**TO DO:**
The expected output is the line with "Ground thistle flower." followed by every remaining line of the entries, all repeated exactly.

[Records from a data source]
^^^^^^^^^^^^^^^^

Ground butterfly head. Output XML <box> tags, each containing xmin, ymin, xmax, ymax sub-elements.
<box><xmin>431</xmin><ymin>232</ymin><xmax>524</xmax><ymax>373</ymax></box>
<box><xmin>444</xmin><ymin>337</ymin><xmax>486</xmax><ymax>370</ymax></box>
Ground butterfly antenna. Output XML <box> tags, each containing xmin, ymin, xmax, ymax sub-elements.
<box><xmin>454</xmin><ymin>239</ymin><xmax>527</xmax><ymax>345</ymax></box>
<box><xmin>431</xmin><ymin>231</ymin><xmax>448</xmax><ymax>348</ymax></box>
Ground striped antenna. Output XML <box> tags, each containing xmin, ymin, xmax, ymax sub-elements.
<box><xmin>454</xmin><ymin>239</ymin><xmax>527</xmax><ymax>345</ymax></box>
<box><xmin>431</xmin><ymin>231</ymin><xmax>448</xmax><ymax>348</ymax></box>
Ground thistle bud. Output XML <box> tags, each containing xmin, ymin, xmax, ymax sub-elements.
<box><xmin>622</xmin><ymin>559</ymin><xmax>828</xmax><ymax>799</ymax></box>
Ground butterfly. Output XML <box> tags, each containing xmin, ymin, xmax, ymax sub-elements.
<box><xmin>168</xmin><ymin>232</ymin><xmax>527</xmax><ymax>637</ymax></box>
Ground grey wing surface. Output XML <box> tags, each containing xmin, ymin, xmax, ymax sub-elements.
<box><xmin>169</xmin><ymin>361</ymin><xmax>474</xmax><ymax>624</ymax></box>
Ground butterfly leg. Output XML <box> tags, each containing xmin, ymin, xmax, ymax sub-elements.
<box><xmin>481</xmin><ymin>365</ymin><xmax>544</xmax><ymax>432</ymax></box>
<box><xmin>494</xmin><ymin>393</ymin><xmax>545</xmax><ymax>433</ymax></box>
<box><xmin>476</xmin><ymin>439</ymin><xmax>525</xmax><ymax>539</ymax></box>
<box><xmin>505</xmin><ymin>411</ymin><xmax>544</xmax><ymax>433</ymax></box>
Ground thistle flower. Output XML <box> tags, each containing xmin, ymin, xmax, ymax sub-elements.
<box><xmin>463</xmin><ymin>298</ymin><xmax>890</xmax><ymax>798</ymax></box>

^^^^^^^^^^^^^^^^

**WRITTEN RESPONSE:**
Ground thistle flower. Output XML <box> tags, each containing xmin, ymin, xmax, ymax sub-elements.
<box><xmin>463</xmin><ymin>298</ymin><xmax>890</xmax><ymax>798</ymax></box>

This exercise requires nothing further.